Data |
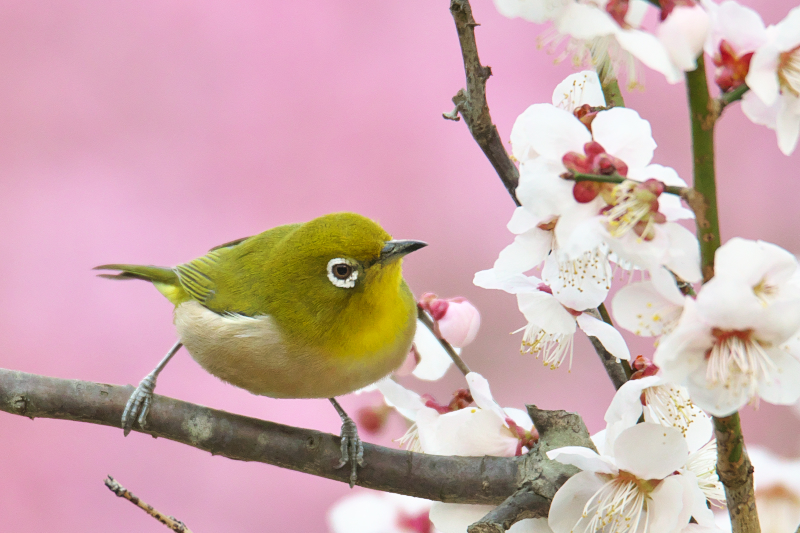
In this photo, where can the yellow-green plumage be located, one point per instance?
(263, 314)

--

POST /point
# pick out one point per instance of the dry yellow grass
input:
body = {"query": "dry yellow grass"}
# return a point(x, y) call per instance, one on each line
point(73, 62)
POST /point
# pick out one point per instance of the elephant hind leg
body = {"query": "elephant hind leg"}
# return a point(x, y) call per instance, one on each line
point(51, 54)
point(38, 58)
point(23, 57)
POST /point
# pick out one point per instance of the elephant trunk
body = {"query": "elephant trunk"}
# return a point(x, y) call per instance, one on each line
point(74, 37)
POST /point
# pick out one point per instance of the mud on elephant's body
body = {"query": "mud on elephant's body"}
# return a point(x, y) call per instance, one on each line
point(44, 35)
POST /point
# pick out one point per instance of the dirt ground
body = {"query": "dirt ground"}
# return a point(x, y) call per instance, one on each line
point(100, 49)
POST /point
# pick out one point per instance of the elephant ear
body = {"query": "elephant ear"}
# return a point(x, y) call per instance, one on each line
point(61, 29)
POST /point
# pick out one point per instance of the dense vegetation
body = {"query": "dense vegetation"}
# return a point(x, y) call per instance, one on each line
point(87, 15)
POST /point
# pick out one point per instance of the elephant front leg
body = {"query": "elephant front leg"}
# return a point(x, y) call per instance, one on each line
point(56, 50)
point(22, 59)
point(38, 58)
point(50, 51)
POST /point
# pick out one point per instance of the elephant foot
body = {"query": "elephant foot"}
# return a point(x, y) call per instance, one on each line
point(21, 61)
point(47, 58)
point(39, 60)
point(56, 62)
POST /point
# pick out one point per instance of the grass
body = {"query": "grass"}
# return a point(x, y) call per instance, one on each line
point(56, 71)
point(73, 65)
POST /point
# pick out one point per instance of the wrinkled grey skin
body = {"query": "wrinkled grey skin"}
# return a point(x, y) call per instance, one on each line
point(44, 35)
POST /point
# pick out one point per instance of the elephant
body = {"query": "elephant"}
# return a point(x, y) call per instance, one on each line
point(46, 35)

==

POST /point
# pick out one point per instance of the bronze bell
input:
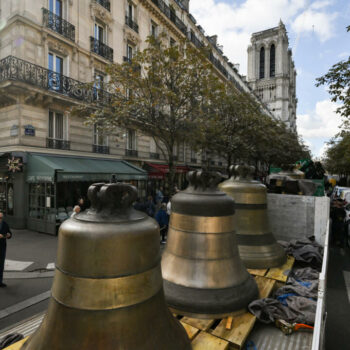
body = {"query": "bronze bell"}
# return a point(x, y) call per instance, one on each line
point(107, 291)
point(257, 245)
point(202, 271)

Activity |
Find the word "front" in the listing and copy each line that contains it.

Result for this task |
# pick out one point per instance of the elephant front leg
body = {"query": "elephant front leg"}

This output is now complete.